**** GIVEN DATA ****
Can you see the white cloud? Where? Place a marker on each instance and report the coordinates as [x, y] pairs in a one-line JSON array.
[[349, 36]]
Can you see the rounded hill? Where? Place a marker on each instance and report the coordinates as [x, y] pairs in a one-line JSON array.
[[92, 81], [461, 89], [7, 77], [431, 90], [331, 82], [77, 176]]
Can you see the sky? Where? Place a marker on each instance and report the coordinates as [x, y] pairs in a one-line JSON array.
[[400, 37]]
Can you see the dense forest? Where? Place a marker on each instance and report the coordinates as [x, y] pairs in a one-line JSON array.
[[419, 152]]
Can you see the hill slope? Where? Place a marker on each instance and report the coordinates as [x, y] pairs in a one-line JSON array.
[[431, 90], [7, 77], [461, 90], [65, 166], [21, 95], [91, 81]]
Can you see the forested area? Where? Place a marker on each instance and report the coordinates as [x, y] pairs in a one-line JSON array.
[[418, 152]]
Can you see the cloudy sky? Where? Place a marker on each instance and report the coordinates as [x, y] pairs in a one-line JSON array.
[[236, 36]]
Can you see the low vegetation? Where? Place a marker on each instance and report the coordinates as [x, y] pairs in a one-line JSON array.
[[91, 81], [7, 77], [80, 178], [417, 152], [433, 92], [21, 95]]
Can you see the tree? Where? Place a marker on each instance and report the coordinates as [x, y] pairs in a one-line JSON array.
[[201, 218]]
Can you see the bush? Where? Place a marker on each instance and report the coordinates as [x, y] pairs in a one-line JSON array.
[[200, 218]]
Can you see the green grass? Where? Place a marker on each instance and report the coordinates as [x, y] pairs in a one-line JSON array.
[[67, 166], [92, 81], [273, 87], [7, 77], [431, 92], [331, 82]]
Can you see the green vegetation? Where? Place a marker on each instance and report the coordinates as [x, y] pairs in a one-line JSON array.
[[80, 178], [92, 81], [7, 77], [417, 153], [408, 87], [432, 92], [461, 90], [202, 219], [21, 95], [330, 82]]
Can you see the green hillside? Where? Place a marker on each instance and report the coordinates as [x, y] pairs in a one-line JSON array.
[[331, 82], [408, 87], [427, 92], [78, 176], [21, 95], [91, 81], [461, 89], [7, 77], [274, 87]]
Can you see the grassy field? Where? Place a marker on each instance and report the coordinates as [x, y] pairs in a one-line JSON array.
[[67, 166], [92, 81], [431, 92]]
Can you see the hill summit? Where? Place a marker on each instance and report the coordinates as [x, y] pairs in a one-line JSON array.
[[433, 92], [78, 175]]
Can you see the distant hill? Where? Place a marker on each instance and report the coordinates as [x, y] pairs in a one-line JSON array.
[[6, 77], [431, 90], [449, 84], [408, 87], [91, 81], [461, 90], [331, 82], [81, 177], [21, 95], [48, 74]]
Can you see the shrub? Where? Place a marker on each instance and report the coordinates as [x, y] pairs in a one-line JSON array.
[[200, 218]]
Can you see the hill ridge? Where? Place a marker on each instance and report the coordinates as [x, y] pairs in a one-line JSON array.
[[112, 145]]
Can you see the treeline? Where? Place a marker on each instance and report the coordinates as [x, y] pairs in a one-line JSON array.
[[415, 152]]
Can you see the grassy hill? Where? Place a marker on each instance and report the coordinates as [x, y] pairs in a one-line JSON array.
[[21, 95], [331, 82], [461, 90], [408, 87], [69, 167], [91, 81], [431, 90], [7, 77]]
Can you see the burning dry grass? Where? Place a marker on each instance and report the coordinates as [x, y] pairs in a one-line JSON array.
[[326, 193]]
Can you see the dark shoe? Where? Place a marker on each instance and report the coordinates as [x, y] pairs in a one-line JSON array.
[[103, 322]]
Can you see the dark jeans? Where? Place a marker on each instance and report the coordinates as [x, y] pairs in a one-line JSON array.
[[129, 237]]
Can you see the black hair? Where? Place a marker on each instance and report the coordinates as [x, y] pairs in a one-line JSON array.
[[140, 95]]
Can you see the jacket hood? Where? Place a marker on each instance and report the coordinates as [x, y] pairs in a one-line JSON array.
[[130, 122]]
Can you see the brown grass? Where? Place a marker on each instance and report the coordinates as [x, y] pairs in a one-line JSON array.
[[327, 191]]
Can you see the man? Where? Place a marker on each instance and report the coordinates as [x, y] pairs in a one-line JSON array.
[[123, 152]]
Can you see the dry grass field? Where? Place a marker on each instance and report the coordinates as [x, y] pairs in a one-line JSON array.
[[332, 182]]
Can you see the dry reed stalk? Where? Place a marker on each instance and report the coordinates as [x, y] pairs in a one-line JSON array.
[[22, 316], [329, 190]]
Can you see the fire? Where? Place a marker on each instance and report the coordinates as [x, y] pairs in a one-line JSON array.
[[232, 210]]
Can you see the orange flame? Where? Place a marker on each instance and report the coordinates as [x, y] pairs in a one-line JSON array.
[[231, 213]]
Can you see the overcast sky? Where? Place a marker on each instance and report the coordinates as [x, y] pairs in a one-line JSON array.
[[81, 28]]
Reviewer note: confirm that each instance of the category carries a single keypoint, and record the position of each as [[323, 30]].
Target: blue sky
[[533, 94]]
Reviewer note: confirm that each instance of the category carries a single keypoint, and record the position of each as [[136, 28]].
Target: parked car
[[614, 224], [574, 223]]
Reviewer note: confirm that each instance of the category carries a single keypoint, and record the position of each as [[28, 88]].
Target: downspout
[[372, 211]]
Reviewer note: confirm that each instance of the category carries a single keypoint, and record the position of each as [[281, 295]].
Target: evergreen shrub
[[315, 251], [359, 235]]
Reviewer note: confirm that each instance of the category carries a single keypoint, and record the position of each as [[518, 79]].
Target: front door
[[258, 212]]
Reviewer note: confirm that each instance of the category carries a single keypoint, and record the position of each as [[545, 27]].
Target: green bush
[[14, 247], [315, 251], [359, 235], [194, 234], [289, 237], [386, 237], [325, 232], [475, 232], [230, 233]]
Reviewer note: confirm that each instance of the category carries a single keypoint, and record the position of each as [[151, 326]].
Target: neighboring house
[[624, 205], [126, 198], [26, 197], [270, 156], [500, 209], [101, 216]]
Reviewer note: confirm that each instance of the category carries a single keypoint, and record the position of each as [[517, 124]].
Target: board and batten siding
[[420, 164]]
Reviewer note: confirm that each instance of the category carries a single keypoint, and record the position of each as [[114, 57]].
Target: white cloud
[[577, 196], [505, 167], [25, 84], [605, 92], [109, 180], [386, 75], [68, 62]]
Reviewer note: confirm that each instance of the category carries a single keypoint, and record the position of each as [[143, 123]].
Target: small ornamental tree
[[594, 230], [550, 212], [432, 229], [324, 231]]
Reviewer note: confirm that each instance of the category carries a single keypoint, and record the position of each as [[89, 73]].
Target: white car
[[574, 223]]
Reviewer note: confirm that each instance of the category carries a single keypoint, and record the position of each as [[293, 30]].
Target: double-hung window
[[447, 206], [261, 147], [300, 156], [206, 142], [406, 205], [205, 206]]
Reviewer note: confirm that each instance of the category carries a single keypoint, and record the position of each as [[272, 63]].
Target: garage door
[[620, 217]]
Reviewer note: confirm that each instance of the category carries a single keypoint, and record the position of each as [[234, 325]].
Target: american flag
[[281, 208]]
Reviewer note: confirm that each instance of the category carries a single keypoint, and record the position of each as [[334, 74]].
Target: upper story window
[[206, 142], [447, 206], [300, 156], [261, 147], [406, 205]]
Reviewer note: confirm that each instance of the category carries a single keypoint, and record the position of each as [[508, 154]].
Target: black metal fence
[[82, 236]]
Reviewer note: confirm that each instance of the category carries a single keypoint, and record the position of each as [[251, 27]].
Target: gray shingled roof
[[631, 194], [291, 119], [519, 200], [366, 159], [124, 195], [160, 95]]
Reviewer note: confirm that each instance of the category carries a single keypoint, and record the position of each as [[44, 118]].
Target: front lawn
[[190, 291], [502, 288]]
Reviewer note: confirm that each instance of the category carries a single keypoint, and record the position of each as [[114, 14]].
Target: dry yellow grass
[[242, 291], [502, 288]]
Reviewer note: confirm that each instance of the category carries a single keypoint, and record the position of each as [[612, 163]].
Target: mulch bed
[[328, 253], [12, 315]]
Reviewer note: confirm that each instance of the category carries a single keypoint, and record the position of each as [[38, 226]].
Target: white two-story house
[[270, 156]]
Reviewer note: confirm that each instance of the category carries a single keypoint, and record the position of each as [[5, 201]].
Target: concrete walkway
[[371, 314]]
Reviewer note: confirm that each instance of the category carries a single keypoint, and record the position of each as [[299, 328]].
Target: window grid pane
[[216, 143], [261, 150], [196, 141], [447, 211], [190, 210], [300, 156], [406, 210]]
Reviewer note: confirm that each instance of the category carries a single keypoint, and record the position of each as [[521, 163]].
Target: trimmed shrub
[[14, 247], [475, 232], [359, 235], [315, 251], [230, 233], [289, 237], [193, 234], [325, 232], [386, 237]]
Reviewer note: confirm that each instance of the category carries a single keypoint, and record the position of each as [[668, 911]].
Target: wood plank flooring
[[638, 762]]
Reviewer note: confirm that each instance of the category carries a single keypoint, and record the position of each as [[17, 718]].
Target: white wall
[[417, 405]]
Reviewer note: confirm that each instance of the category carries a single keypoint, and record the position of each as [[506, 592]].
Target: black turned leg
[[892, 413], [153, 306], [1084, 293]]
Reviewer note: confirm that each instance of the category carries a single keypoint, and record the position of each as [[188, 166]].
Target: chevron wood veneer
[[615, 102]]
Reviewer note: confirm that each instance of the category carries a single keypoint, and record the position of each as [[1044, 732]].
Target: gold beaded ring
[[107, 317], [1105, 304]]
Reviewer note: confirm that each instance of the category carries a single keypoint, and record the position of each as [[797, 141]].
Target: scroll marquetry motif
****
Copy the lines above exactly. Start with the line containing "as [[151, 326]].", end with the line containing "as [[334, 74]].", and include both.

Reviewer note: confirm that each instance of the category carries a single keypoint, and record the position of each as [[151, 326]].
Target: neighboring house
[[624, 205], [126, 198], [26, 197], [270, 156], [500, 209], [101, 216]]
Reviewer note: confirm that each instance of the category carries a single keypoint, and record the position of each as [[517, 124]].
Target: board and batten siding
[[420, 164]]
Reviewer note: confirm that each instance of the category carries a single keypoint, and record the position of each as [[114, 57]].
Target: white cloud
[[577, 196], [505, 167], [25, 84], [605, 92], [109, 180], [386, 75], [68, 62]]
Reviewer note: confirm that each instance of the category carries a single keypoint, and record the position of each as [[143, 123]].
Target: small ornamental tree
[[594, 230], [550, 212], [432, 229], [324, 231]]
Reviewer note: confirm that each instance of the category carries a single keypoint, and record the position of each as [[89, 73]].
Target: white car
[[574, 223]]
Reviewer note: confirm that each instance of the category carries a single keypoint, and record the position of each as [[293, 30]].
Target: double-hung window
[[447, 206], [261, 147], [300, 156], [206, 142], [406, 205], [205, 206]]
Reviewer note: confirm that each instance of the category carries a single keypoint, and record the position of each as [[272, 63]].
Target: garage door
[[620, 217]]
Reviewer note: confirm that each instance of the category carries a single keypoint, and record the position of each as [[234, 325]].
Target: american flag
[[281, 208]]
Reviewer note: confirm that each instance of the category carries a single keypoint, and record the position of each as [[334, 74]].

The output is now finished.